| Consegna |
Stabilisci se le affermazioni (a), (b) e (c) concordano con il brano sull'abbandono di Armida. Per ciascuna rispondi sì o no e riporta tra virgolette le parole del brano che lo decidono.
(a) Con le sue arti di seduzione Armida riesce a trattenere Rinaldo.
(b) Armida non può servirsi dei suoi incanti per via dello scudo fatato dei crociati.
(c) L'episodio richiama il dialogo fra Didone ed Enea.

Torquato Tasso
L'abbandono di Armida
(Gerusalemme Liberata, XVI, 38-62)
Dopo che Carlo e Ubaldo hanno liberato Rinaldo dall'incantesimo e si accingono a lasciare le Isole Fortunate insieme a lui, la maga Armida scopre l'accaduto e corre disperata alla spiaggia, nel tentativo di trattenere l'uomo amato e impedirgli di tornare a Gerusalemme. Non potendo usare i suoi incanti a causa dello scudo fatato che il mago di Ascalona ha fornito ai crociati, la donna fa ancora una volta ricorso alle sue arti di seduzione amorosa, non sortendo tuttavia l'effetto sperato (Rinaldo, pur restando toccato dalle parole di Armida, non si lascia smuovere dal proposito di andarsene). La maga sfoga allora tutta la sua rabbia verso il guerriero, accusandolo di essere crudele e insensibile, poi perde i sensi mentre la nave condotta dalla Fortuna si allontana rapidissima dall'isola. L'episodio, che contiene molti riferimenti al dialogo di Didone ed Enea del libro IV dell' "Eneide", è essenziale in quanto mostra Rinaldo sulla strada della raggiunta maturità, che lo porterà di lì a poco a vincere gli incanti della selva di Saron, mentre in seguito ci sarà la radicale trasformazione di Armida che rinuncerà per sempre alla magia e diventerà una guerriera, più che mai decisa a vendicarsi dell'uomo che l'ha abbandonata.

Dati di origine:
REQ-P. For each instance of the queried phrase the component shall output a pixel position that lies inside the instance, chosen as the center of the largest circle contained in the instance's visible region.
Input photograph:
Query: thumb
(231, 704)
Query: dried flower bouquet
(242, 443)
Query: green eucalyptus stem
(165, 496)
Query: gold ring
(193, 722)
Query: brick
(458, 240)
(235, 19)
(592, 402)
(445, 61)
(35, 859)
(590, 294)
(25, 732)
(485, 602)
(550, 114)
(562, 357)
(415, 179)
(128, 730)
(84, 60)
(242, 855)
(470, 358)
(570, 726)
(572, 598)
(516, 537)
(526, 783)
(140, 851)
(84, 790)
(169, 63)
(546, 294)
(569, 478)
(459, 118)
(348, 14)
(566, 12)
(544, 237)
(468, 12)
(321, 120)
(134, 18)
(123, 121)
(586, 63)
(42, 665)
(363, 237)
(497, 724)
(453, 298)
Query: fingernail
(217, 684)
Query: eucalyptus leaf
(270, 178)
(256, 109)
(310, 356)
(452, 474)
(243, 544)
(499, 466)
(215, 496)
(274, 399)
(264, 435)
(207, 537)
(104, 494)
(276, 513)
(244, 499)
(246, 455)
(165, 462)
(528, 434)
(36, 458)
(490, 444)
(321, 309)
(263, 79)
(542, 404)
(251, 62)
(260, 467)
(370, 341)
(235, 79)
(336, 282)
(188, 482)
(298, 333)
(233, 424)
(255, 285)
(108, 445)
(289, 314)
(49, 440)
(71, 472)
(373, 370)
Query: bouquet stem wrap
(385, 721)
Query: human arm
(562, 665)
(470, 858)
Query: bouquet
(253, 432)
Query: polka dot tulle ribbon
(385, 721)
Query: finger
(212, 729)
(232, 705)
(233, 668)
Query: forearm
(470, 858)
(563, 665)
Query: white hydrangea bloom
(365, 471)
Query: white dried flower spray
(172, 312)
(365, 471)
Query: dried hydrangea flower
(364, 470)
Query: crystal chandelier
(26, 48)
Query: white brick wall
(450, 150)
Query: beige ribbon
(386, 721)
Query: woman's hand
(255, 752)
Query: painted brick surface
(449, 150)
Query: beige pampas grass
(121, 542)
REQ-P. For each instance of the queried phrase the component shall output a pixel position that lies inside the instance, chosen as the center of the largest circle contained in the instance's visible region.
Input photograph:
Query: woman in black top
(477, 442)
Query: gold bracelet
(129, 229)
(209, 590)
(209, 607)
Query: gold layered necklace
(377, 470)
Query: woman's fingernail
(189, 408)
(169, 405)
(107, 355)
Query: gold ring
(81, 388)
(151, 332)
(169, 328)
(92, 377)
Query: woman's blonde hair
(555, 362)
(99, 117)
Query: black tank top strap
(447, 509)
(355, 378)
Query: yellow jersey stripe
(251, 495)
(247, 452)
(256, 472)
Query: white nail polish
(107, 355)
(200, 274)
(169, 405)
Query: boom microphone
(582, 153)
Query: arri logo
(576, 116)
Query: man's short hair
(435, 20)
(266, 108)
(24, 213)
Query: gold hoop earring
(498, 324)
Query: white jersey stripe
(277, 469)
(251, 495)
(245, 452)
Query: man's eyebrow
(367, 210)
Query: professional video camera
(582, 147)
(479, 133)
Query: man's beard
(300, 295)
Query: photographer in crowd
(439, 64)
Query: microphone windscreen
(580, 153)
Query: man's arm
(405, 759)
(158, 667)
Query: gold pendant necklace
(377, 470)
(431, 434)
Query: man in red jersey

| Soluzione |
(a) No: "non sortendo tuttavia l'effetto sperato".
(b) Sì: "Non potendo usare i suoi incanti a causa dello scudo fatato che il mago di Ascalona ha fornito ai crociati".
(c) Sì: "contiene molti riferimenti al dialogo di Didone ed Enea".